Description of the task: Give the data from the line containing "One marker belongs on each instance of the snow-covered" through the line containing "[(23, 110), (29, 138), (87, 170)]" as a JSON list of strings, with one string per line and blank lines omitted. Include only the lines in that stretch.

Material for the task:
☆ ☆ ☆ ☆ ☆
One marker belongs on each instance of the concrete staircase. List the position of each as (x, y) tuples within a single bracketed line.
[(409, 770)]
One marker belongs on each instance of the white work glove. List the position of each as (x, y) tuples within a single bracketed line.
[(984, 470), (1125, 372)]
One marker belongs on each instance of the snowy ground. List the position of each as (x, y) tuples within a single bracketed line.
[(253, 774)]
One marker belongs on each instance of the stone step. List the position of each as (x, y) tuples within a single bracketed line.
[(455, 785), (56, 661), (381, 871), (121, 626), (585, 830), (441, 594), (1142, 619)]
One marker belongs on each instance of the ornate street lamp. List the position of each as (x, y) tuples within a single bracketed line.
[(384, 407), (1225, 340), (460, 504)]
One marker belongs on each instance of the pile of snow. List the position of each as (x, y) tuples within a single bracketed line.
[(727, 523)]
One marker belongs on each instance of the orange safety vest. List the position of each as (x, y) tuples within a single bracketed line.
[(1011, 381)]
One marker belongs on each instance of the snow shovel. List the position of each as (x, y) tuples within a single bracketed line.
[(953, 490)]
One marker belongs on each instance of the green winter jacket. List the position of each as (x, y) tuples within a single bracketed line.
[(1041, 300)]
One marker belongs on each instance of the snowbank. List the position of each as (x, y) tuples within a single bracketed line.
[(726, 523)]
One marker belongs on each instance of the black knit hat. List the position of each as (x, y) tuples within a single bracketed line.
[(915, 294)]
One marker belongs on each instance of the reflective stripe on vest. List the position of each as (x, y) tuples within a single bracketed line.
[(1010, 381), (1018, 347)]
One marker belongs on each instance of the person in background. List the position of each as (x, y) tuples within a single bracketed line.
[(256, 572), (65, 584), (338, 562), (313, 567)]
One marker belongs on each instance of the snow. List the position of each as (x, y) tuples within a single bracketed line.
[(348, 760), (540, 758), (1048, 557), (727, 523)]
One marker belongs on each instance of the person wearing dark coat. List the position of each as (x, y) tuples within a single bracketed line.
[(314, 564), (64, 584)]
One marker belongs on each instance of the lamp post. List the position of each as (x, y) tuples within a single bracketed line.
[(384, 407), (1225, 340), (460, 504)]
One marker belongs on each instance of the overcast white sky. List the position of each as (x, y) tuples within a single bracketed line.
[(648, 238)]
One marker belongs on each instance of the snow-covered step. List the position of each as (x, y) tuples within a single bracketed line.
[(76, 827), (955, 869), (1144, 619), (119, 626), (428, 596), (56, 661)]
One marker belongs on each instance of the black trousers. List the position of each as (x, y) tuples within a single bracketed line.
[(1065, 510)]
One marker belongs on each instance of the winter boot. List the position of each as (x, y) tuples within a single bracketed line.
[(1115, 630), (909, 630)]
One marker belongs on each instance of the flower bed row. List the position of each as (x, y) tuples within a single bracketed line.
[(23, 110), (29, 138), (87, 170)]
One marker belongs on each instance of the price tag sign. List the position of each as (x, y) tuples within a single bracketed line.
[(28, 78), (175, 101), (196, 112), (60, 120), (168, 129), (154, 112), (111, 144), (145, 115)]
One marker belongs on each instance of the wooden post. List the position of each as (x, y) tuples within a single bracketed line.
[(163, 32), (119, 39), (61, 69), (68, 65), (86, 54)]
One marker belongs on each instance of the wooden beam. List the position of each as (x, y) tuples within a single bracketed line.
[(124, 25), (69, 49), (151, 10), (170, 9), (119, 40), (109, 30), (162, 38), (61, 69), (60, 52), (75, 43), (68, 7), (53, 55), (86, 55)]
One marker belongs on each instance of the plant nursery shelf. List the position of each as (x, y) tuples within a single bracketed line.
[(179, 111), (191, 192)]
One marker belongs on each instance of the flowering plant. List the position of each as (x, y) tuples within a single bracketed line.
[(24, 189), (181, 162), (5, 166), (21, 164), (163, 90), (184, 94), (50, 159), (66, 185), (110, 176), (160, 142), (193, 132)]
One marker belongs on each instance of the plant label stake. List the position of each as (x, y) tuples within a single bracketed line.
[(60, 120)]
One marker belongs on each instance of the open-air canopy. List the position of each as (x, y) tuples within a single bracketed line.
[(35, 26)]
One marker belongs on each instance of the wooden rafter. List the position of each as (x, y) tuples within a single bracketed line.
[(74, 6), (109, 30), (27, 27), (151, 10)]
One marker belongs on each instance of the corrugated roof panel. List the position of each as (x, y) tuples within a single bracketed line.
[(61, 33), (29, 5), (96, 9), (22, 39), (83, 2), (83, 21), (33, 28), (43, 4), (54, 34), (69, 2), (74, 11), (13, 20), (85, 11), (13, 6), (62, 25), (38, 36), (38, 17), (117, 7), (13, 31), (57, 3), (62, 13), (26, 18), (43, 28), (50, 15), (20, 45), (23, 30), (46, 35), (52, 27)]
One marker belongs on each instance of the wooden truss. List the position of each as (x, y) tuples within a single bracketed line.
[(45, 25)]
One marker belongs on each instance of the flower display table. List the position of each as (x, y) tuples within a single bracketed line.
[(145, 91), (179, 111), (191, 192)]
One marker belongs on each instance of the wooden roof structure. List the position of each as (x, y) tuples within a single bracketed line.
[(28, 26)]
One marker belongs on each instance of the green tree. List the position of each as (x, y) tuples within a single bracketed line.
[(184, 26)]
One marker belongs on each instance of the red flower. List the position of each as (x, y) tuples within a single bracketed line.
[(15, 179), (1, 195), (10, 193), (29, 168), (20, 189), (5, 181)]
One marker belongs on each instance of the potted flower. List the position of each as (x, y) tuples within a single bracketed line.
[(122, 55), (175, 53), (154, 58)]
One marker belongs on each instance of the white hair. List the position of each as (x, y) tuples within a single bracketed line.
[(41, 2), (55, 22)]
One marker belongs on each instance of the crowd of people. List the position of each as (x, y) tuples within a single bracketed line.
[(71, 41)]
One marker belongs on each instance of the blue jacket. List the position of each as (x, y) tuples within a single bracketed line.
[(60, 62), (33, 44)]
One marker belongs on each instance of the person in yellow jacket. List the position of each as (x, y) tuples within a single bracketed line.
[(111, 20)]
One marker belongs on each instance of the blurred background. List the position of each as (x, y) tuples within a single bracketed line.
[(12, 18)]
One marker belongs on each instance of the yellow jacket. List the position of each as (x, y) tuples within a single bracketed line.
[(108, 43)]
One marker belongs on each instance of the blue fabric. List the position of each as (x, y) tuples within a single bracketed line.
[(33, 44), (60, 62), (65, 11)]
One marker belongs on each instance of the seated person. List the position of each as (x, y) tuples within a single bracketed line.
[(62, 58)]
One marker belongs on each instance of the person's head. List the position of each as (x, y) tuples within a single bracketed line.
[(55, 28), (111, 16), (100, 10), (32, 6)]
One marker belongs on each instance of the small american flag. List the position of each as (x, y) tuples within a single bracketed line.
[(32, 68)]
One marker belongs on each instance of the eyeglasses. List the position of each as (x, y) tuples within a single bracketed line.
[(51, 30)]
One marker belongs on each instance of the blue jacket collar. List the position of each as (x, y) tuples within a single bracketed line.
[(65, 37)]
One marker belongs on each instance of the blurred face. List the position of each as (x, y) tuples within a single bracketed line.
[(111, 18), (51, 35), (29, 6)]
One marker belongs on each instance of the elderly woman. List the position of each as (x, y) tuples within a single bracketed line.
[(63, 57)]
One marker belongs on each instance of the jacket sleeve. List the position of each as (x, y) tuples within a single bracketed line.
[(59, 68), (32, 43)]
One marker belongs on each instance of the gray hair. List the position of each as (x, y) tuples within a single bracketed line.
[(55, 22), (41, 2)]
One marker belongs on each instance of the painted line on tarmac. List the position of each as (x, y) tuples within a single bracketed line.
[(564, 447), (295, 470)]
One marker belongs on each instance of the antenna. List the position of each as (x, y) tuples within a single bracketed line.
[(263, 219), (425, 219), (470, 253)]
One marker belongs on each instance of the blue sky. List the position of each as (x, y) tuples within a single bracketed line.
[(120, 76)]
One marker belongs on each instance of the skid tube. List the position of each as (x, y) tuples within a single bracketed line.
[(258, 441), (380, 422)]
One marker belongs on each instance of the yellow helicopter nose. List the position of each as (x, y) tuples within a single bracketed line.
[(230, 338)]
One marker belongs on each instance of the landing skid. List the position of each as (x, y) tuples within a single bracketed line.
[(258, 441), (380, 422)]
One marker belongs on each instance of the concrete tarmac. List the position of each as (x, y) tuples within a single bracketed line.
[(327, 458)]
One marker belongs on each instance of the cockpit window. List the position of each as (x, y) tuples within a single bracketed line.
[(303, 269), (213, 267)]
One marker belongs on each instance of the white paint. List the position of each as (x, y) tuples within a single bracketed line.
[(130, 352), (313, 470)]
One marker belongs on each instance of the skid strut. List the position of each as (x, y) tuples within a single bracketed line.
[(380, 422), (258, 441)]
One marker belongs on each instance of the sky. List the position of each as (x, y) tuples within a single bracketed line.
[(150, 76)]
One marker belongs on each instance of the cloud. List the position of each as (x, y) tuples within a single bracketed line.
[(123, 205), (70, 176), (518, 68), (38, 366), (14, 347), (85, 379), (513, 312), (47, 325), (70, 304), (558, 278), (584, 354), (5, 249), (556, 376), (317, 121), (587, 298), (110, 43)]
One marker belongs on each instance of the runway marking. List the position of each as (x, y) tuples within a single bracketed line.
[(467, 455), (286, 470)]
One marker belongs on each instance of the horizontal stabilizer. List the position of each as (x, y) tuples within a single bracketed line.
☆ ☆ ☆ ☆ ☆
The result:
[
  "One marker belongs on each instance of the snow-covered step. List the position of each as (x, y) tuples within a single bracketed line.",
  "[(76, 827), (955, 869), (1144, 619), (119, 626), (428, 596), (56, 661)]",
  "One marker belongs on each instance of the black trousers. List the position of each as (x, y) tuples within a single bracketed line.",
  "[(1065, 510)]",
  "One marker belongs on each instance of the winter boot. List the position of each as (x, y) tuples within a single bracketed line.",
  "[(1115, 630), (909, 630)]",
  "One marker belongs on each instance of the flower bed row. List the position of each as (x, y) tuples within a single bracketed line.",
  "[(23, 110), (29, 138), (87, 170)]"
]